== GIVEN INFORMATION ==
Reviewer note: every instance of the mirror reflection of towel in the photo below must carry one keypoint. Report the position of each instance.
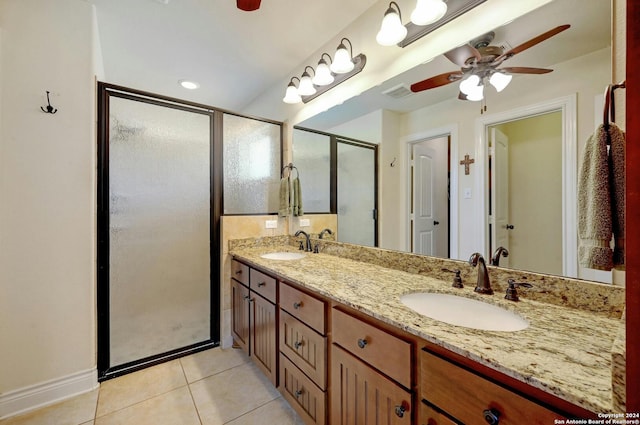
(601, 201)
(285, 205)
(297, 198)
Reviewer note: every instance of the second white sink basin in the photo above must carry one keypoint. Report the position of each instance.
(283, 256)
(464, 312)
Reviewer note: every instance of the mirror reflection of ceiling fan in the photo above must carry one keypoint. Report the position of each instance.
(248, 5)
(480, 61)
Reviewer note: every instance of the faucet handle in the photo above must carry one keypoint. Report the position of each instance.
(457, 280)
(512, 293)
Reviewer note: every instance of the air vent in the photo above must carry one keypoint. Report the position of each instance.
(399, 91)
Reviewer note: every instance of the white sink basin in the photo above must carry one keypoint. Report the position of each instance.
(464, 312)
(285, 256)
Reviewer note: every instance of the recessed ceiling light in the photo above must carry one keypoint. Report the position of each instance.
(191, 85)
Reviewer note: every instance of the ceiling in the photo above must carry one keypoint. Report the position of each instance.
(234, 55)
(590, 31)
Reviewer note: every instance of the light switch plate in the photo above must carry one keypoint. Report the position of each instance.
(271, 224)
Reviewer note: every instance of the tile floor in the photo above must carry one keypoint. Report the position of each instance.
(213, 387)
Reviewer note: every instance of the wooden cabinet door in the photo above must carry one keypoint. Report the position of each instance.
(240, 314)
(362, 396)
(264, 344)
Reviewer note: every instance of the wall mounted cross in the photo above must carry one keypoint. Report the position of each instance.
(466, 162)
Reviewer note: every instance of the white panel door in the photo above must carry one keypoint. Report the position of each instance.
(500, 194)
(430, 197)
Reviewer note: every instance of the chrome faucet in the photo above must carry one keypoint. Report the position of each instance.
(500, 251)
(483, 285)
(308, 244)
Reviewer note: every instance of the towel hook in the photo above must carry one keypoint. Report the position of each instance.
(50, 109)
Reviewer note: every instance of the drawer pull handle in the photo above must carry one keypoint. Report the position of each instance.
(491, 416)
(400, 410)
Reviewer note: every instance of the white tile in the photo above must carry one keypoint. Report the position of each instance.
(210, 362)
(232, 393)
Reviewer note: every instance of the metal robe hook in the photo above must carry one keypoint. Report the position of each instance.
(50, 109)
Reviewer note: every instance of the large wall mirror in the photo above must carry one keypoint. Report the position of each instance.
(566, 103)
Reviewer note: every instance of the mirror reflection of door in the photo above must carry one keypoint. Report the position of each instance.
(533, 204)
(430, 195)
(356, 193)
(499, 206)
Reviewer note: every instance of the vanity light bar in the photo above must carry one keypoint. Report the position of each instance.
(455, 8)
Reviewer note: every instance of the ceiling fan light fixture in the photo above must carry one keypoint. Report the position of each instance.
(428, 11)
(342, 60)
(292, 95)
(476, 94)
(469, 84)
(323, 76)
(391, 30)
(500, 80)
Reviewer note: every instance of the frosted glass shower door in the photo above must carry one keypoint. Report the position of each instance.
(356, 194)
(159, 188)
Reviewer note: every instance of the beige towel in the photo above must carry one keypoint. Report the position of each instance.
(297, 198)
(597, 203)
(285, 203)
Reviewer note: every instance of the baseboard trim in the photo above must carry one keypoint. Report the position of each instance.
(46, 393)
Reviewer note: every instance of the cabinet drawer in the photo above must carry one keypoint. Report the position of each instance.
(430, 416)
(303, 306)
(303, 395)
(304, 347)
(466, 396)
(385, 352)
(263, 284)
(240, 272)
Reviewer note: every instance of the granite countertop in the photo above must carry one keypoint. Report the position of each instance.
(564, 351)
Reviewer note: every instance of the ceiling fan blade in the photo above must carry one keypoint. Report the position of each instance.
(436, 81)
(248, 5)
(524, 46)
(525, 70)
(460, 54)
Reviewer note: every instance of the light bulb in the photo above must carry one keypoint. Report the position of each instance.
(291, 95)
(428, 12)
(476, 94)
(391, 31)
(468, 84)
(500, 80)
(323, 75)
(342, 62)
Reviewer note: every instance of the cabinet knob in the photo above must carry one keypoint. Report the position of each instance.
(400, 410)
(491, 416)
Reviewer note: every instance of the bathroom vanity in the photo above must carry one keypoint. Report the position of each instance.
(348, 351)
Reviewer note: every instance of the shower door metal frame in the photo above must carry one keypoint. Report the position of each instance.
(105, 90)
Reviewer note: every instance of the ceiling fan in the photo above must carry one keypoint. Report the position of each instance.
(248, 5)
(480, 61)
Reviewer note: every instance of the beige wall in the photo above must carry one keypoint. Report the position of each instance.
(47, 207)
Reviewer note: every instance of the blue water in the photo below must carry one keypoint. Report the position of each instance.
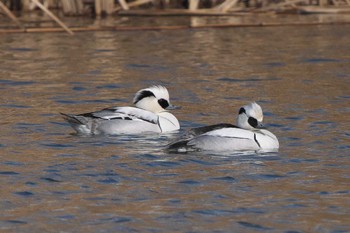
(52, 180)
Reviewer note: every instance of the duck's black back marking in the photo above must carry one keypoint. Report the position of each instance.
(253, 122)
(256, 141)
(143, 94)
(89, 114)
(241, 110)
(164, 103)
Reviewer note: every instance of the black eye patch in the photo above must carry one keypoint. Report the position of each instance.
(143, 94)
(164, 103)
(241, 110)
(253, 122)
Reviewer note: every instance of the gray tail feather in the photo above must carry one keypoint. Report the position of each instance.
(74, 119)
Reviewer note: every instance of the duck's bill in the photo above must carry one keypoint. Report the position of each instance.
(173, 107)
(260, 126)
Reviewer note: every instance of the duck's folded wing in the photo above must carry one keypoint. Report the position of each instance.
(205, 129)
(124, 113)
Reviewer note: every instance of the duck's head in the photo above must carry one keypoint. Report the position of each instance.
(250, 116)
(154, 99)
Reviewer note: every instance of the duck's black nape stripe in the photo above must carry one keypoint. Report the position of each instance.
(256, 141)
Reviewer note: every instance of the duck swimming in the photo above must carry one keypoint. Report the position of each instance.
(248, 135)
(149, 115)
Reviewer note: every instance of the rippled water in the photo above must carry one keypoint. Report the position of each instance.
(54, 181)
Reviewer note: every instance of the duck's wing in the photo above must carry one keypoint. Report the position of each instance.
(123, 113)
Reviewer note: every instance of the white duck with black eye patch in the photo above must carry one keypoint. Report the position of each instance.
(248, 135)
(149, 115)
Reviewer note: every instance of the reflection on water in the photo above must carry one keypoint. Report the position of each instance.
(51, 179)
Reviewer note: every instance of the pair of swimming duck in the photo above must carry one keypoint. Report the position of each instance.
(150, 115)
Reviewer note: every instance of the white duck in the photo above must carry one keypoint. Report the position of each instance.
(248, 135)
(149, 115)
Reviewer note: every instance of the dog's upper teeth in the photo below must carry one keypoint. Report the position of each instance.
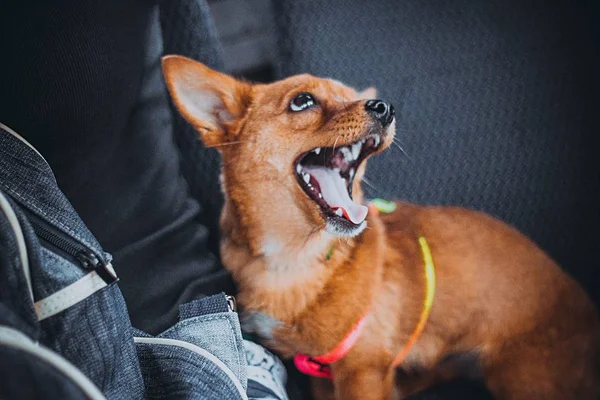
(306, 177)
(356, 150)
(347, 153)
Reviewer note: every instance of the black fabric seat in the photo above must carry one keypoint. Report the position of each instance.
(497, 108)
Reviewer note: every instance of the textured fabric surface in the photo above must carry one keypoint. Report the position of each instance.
===
WHAT THE TASK ASKS: Leave out every picture and copy verbatim the lines running from the line containing "Reviewer note: every instance of the duck's wing" through the final line of the data.

THE OUTPUT:
Reviewer note: every instance of the duck's wing in the photo above must carry one keypoint. Report the position of each instance.
(123, 113)
Reviewer note: every instance of the white duck with black eye patch in the photo above must carry one keypoint. Report the position of each instance.
(248, 135)
(149, 115)
Reviewer note: every instance of the reflection on water in the photo above must carry one keypoint. Report the position of each instance.
(51, 179)
Reviewer note: every instance of the pair of swimming duck in the photo above must carry one keypoint. Report the position of each instance.
(150, 115)
Reviewer note: every instance of the white duck in the photo above must carry one keypoint. Report the position of each instance.
(248, 135)
(149, 115)
Reviewer note: every instance of the dog's upper teeth in the photo below must carry one keypoint. Report the position of each instance.
(306, 177)
(356, 150)
(347, 153)
Reviewer note: every instance of the black fabric seat in the photo above must carry one keypoint. Report the position of each instance.
(497, 108)
Reviewer note: every instance of the textured fabric surface in the photo above must carry one keypoint. Report the position of each instance.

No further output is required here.